# Work to be completed:
Each line from the one containing "sky shown above." to the end of the listing below must be retyped exactly, with no line left out and none added.

# Source material:

━━━━━━━━━━

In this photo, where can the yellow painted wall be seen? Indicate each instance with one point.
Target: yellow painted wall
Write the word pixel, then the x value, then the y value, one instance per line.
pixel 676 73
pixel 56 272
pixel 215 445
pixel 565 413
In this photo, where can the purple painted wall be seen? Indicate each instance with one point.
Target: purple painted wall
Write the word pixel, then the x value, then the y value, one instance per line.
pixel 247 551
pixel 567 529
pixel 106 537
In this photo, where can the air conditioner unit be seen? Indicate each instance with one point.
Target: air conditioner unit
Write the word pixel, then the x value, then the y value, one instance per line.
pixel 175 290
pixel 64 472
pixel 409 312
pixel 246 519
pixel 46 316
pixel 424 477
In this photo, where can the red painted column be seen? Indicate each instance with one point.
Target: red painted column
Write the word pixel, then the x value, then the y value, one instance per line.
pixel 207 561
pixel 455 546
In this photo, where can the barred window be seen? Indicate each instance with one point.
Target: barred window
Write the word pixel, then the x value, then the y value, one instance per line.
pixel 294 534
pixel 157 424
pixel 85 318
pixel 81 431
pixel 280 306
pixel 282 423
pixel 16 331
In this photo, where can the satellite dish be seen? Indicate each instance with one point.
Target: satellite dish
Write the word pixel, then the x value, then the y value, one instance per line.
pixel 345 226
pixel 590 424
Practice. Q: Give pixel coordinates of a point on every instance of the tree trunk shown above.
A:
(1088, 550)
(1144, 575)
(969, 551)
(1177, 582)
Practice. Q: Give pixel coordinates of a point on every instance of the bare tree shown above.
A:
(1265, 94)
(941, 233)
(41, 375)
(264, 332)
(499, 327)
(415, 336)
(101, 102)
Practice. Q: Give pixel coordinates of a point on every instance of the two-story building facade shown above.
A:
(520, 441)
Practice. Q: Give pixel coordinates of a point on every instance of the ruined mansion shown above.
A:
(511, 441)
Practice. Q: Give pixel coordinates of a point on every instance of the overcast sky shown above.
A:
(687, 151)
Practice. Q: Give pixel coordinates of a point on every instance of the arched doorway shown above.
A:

━━━━━━━━━━

# Response area:
Practice. Q: Give pixel coordinates of a point on every instance of the overcast sky shown above.
A:
(687, 151)
Practice. Q: Give pixel coordinates of a point on every instance of the arched doorway shown above.
A:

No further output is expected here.